● **To be done**:
Write out every one of the entries below line for line, with no changes.

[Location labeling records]
________________
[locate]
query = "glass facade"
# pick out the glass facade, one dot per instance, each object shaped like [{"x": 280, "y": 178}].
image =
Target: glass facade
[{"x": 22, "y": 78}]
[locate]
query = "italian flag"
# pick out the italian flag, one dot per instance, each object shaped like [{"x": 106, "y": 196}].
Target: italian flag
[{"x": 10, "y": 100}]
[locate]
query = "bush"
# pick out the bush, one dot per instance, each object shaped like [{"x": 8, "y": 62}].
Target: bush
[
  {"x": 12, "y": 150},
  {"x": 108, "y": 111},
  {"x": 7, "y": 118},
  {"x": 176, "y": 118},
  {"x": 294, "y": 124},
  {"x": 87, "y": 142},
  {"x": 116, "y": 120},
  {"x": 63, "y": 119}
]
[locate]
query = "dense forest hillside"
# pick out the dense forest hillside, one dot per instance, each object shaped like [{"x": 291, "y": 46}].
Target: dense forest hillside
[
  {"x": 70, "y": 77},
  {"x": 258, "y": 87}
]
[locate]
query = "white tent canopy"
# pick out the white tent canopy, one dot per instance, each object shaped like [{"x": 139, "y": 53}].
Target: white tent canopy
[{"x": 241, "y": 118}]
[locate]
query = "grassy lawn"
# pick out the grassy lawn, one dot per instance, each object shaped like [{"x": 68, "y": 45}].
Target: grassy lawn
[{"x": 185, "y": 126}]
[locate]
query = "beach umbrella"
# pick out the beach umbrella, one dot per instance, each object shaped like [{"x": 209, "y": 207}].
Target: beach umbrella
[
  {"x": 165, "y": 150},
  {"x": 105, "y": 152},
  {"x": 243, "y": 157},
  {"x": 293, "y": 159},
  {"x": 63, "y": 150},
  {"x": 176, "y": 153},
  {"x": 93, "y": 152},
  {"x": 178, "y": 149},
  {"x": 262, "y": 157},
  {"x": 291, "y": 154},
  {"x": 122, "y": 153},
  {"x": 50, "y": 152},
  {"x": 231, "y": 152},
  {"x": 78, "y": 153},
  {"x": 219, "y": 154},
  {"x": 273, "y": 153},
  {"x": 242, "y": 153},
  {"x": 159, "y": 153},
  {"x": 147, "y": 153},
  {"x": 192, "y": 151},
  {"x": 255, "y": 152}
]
________________
● **Full output**:
[locate]
query = "glass facade"
# pick out the glass facade, one dot per instance, each object shaped like [{"x": 280, "y": 178}].
image =
Target: glass facade
[{"x": 22, "y": 78}]
[locate]
query = "italian flag"
# pick out the italian flag, one dot per instance, each object shaped like [{"x": 106, "y": 196}].
Target: italian flag
[{"x": 10, "y": 100}]
[locate]
query = "bush"
# pick out the bush, one dot per instance, each object shaped like [{"x": 8, "y": 62}].
Target: bush
[
  {"x": 12, "y": 150},
  {"x": 108, "y": 111},
  {"x": 7, "y": 118},
  {"x": 176, "y": 118},
  {"x": 294, "y": 124},
  {"x": 87, "y": 142},
  {"x": 116, "y": 120},
  {"x": 63, "y": 119}
]
[locate]
query = "dense forest hillside"
# pick out the dense forest hillside, one dot per instance, each object shaped like [{"x": 291, "y": 46}].
Target: dense forest hillside
[
  {"x": 70, "y": 77},
  {"x": 258, "y": 87}
]
[locate]
query = "white tent canopy"
# pick out the white tent canopy, one dot per instance, each object shaped like [{"x": 139, "y": 53}].
Target: white tent canopy
[{"x": 241, "y": 118}]
[locate]
query = "grassy lawn"
# pick out the grassy lawn, one dot per instance, each object shaped like [{"x": 68, "y": 45}].
Target: grassy lawn
[{"x": 185, "y": 126}]
[locate]
query = "beach umbrella"
# pick out the beach umbrella, one dot per instance, each object shaped like [{"x": 209, "y": 207}].
Target: beach umbrella
[
  {"x": 165, "y": 150},
  {"x": 105, "y": 152},
  {"x": 243, "y": 157},
  {"x": 293, "y": 159},
  {"x": 63, "y": 150},
  {"x": 176, "y": 153},
  {"x": 93, "y": 152},
  {"x": 178, "y": 149},
  {"x": 262, "y": 157},
  {"x": 291, "y": 154},
  {"x": 122, "y": 153},
  {"x": 50, "y": 152},
  {"x": 231, "y": 152},
  {"x": 78, "y": 153},
  {"x": 219, "y": 154},
  {"x": 273, "y": 153},
  {"x": 242, "y": 153},
  {"x": 159, "y": 153},
  {"x": 147, "y": 153},
  {"x": 192, "y": 151},
  {"x": 255, "y": 152}
]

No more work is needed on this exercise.